- **Document extract**:
• • • •
The aim of this work is to extract GPS points from trajectories data, analyze behavior patterns of 
tourist paths, and predict the preferred places for tourists. This is done using the google map information to 
determine the favorite places by tourist using clustering algorithms. These algorithms depend mainly on 
the density information and the POI for each tourist. The collected information is used for building 
the dataset for system prediction. 


2. DATA DESCRIPTION 

The proposed system uses GeoLife Trajectories dataset. This GPS dataset was composed in 
(Microsoft Research Asia) by 182 users in a period of over five years (2007-2012). A trajectory of this 
dataset is denoted by points sequences. Each one has the information of (latitude, longitude, and altitude). 
The GeoLife dataset was collected by user mobile devices over a time period of five years. It represents 
users’ movements history like going to work, returning to home, and all kinds of activities in the day life of 
underlying users [12]. In order to test the proposed algorithm over different dataset, GPS points for a group 
of Iraqi tourists are used to extract their behavior during their visit to tourism places in the city of Erbil. This 
city was chosen because it is considered the most important Iraqi provinces in terms of the diversity of 
tourism areas. 


3. PROPOSED SYSTEM 

As mentioned earlier, this work produces a tourist prediction system based on the POI of tourists 
using different trajectory datasets. For easing the reading flow of this paper, the proposed system can be 
explained according to the applied steps as follows: 


3.1. Data cleaning (preprocessing) 

The first step is the analysis and preprocessing of the dataset to remove possible noise from the data.
• • • •
- **Recorded information**:
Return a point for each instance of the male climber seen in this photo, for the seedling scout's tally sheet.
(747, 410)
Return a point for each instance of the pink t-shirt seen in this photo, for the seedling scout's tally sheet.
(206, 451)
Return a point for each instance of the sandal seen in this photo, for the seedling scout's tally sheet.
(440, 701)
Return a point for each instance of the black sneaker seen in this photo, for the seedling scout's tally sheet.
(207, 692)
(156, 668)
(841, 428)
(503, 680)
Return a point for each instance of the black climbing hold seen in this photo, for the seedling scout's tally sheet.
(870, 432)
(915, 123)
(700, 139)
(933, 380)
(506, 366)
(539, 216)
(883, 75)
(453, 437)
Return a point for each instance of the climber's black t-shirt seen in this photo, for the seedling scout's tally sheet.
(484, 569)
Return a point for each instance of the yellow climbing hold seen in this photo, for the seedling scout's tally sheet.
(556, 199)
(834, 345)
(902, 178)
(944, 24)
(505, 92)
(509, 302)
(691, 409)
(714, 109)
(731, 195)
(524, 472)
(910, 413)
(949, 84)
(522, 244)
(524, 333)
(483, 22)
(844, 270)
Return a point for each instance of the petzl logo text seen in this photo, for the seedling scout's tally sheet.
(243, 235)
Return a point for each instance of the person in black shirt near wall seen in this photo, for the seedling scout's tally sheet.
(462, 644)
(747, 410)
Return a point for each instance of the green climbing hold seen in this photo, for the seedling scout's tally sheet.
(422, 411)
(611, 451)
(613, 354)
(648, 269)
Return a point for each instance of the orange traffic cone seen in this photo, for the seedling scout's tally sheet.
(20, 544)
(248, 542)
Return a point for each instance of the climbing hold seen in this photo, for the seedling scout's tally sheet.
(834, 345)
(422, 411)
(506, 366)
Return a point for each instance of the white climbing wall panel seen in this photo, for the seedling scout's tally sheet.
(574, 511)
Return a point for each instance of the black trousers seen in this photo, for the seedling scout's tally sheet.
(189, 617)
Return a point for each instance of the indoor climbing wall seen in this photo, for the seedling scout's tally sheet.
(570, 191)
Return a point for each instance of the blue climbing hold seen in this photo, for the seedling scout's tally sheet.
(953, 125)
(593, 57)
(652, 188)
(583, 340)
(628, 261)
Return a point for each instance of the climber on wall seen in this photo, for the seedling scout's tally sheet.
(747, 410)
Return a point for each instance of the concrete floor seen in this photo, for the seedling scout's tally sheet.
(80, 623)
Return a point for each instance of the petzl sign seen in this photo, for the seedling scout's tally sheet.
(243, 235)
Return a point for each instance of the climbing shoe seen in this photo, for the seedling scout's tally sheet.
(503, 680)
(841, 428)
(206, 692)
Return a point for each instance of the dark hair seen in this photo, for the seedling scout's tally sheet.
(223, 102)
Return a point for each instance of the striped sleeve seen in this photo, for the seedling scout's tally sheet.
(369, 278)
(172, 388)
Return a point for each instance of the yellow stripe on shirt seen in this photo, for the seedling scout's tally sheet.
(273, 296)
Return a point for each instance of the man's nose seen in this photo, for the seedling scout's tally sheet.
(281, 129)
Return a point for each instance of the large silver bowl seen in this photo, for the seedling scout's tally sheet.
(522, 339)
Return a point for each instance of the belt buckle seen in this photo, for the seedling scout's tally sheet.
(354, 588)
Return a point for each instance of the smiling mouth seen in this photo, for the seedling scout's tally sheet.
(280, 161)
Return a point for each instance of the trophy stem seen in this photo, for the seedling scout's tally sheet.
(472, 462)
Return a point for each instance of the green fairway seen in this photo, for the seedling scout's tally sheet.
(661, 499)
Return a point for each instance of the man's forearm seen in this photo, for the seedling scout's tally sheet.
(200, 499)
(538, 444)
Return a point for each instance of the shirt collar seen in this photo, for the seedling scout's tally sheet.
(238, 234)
• • • •
- **To-do list**:
1 - Pick out every line in the records that contains the word "petzl" and copy each one.
2 - Extend the passage on predicting tourist places from GPS trajectory data, starting right after its final sentence.

- **Answers provided**:
1 -
Return a point for each instance of the petzl logo text seen in this photo, for the seedling scout's tally sheet.
Return a point for each instance of the petzl sign seen in this photo, for the seedling scout's tally sheet.

2 -
Data cleaning is a technique to detect and either remove or correct inconsistencies or missing data in a 
dataset [13]. Such inconsistent data may affect the results of the study. Noise in data may be caused by many 
different reasons, such as error in electronic devices (e.g. GPS loggers), software error or human mistake. 
After cleaning, the data must be consistent with the other similar data in the system. For example, it appears 
that there are points on the path, conflicting from the pattern of the path. At this point, the person suddenly 
takes a very high speed, for example more than 200 km/s, in less than 5 seconds, can be removed for 
invalidity. To remove this type of noise, a solution based on individual velocity is adopted along the path. 
This is done by calculate the velocity taken from the individual of each point on the tracks, and then checking 
whether the speed of the individual hesitates to a high value between any two points. 


3.2. Feature extraction 
The next step is finding and extracting new features from the dataset. The new extracted features are 
stay points and POI. 


3.2.1. Extracting stay points 

Stay points: are geographic areas where the individual has spent a long time in their surroundings 
center point. Stay Point are extracted and grouped from user points based on the time and distance, taken on a 
route to a geographic area. Stay points can be detected automatically from a user’s GPS trajectory by seeking 
the spatial region where the user spent a period exceeding a certain threshold [14]. In this section, the stay 
points are detected from users' mobility paths by seeking the spatial region where the user stayed for while.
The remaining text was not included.